# Data for the task

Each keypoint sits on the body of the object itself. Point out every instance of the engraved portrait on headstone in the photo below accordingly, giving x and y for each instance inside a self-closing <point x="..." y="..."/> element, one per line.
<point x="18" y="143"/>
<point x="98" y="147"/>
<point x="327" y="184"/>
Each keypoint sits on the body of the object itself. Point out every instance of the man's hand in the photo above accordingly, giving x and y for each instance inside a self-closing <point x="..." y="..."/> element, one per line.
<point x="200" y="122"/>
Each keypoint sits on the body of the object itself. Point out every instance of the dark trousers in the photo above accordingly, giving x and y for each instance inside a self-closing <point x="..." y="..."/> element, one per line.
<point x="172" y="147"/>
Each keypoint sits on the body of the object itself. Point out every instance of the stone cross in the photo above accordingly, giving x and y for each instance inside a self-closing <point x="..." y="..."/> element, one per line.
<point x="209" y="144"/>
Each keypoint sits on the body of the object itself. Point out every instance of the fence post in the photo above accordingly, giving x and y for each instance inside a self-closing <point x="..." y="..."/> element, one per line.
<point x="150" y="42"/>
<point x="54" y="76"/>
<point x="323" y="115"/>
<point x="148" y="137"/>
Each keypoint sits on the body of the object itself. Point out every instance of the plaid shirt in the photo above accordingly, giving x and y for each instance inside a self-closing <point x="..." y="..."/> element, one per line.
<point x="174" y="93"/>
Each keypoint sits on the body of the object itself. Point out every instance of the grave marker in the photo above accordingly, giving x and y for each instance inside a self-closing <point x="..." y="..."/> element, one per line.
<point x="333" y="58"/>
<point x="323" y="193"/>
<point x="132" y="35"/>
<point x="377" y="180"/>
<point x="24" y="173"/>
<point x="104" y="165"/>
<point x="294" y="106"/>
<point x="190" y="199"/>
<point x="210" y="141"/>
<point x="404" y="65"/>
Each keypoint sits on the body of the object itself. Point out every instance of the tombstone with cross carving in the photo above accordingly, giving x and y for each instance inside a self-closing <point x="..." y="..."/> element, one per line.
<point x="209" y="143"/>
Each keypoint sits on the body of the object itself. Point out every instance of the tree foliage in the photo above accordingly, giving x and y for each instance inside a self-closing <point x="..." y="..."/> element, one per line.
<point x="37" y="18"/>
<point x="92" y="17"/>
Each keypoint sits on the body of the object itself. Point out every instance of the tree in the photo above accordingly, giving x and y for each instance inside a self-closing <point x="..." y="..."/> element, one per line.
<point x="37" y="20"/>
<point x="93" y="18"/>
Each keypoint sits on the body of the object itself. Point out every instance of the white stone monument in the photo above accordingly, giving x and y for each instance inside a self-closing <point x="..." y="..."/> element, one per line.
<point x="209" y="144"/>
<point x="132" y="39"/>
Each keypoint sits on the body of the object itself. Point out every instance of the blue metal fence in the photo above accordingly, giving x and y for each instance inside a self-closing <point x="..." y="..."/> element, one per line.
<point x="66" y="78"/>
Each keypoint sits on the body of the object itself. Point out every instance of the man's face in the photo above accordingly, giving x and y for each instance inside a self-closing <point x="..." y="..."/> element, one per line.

# Assignment
Write out, word for word, all lines from the line that holds "of the tombstone" through the last line of the listing, with both end lines kept.

# Answer box
Each keypoint sits on the body of the object itself. Point out every instance of the tombstone with cross carving in the photo above accordingly, giving x and y for each instance inside a self-closing <point x="..." y="..."/> element, one per line.
<point x="209" y="143"/>
Each keypoint sits on the body of the object itself. Point out every instance of the tree foliage in the photo above accordingly, giving x and y for each instance inside a self-closing <point x="..." y="..."/> element, one per line.
<point x="37" y="18"/>
<point x="92" y="17"/>
Each keypoint sits on the body of the object itself. Point out every instance of the tree in the photo above accordingly, giving x and y for each instance inside a self-closing <point x="..." y="..."/> element, one per line.
<point x="37" y="20"/>
<point x="93" y="18"/>
Each keypoint sits on the body of the object itself. Point out every instance of the white stone monument in the photo above accordingly, giving x and y for each instance inside a self-closing <point x="..." y="..."/> element, one per line.
<point x="209" y="144"/>
<point x="132" y="39"/>
Each keypoint sits on the body of the object itself. Point out every instance of the blue metal fence in the photo above accordingly, giving x and y for each instance inside a self-closing <point x="..." y="..."/> element, one per line.
<point x="66" y="78"/>
Each keypoint sits on the body of the object itself. Point out every instance of the man's face in the photo above accordingly, giving x and y for each instance inside a self-closing <point x="..." y="..."/> element, one per line.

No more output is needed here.